- **EXERCISE**: Gather every line of the records below that contains the word "dark", treating uppercase and lowercase letters as different.

—————

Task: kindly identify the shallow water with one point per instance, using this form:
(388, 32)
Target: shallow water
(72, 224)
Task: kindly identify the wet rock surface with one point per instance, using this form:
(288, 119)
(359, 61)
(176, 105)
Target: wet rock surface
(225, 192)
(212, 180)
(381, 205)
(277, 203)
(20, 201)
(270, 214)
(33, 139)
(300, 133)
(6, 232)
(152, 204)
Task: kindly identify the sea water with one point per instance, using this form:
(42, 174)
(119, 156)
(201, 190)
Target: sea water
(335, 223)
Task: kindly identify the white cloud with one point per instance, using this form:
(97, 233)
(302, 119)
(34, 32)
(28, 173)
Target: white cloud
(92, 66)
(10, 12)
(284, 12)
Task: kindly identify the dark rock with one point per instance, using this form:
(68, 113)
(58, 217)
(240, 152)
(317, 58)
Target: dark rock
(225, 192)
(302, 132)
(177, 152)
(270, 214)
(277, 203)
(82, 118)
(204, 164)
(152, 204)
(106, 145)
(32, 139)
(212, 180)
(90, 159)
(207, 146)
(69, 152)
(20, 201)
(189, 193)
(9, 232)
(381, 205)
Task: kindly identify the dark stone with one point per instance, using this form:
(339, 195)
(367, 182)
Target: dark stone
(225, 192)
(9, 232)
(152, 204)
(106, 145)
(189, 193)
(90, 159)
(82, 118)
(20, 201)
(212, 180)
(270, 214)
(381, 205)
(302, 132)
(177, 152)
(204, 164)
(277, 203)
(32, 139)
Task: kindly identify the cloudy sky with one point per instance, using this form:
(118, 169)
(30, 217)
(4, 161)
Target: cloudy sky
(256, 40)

—————

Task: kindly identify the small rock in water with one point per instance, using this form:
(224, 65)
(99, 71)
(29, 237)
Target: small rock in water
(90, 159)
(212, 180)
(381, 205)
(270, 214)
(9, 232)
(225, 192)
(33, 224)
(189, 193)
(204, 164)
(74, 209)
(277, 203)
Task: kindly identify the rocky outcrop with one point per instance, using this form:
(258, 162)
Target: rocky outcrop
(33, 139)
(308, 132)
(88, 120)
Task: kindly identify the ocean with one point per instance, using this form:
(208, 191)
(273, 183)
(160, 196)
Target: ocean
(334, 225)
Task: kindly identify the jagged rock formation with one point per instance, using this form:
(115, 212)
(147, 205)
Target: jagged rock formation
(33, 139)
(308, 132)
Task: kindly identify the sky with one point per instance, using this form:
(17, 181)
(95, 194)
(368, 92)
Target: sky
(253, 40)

—————

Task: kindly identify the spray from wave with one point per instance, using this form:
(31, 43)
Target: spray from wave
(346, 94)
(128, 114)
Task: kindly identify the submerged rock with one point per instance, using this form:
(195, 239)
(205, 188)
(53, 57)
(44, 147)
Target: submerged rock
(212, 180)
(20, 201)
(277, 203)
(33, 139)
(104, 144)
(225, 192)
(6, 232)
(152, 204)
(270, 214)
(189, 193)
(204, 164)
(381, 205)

—————

- **OUTPUT**:
Task: kindly identify the dark rock with one point per instance, using this form:
Target: dark rock
Task: kindly identify the dark stone with one point per instance, using this form:
Target: dark stone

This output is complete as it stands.